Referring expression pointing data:

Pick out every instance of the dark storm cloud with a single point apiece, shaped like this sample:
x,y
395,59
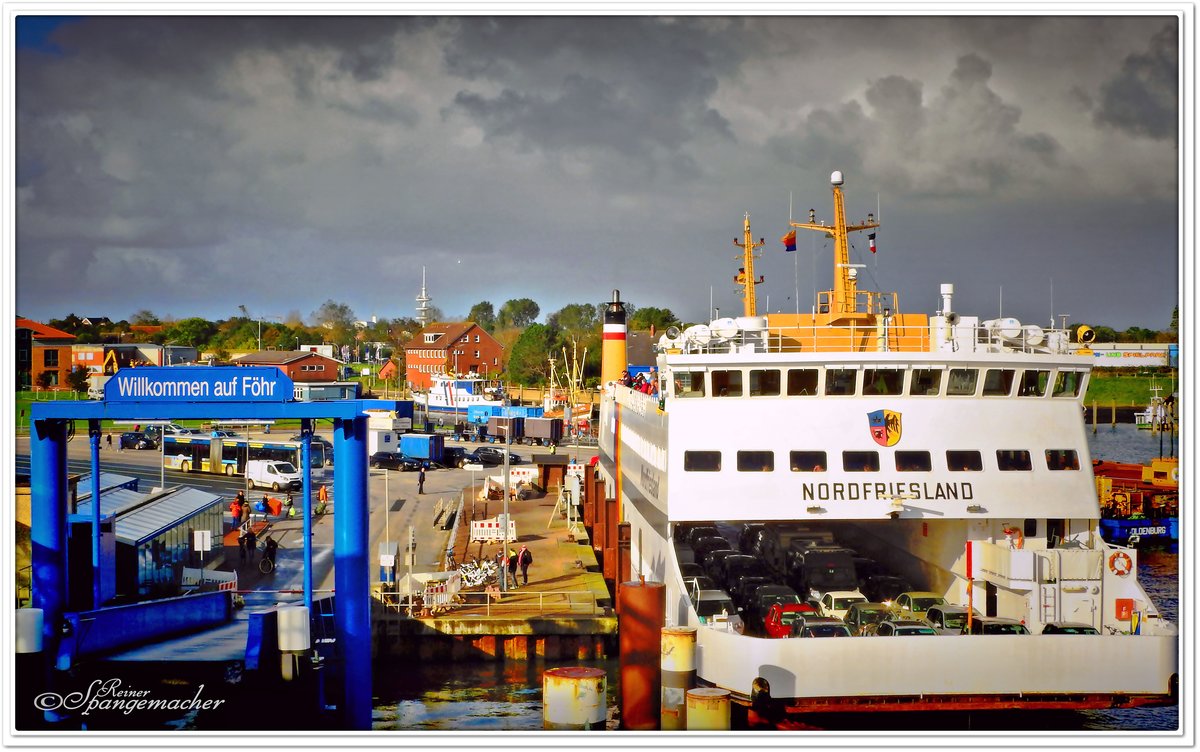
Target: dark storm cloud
x,y
1141,100
646,85
965,140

=== THE TASK ===
Could you restate every record above word for word, leaving the pictures out?

=== TASK ANSWER ===
Pick out every instance of the dark storm cloud with a single point apiece, shaped like this sample:
x,y
395,59
Target: dark storm cloud
x,y
1141,100
646,85
965,140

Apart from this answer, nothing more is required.